BEGIN
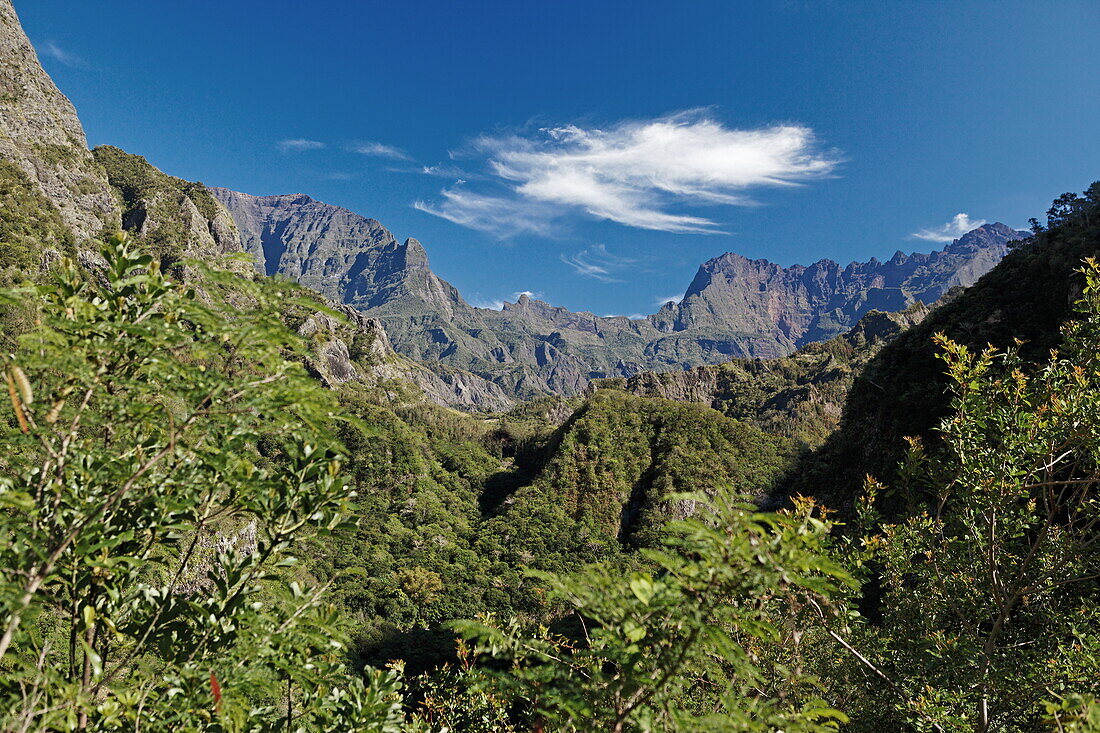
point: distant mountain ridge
END
BEGIN
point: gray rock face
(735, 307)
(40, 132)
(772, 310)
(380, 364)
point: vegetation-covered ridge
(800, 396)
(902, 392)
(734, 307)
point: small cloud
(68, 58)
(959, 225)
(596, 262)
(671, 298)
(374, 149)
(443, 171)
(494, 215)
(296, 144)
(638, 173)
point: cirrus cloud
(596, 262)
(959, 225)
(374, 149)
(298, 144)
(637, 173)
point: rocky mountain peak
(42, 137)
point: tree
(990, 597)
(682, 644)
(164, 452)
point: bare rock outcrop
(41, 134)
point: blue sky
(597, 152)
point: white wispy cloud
END
▸ WORK INSTRUCTIONS: Taking the entries above, write out exactly each line from the one holding "point: bare rock outcrop" to the one holding "point: white wispy cloud", both included, and stop there.

▸ RESULT:
point: bare rock outcrop
(41, 134)
point: blue sky
(597, 152)
point: white wispy cloud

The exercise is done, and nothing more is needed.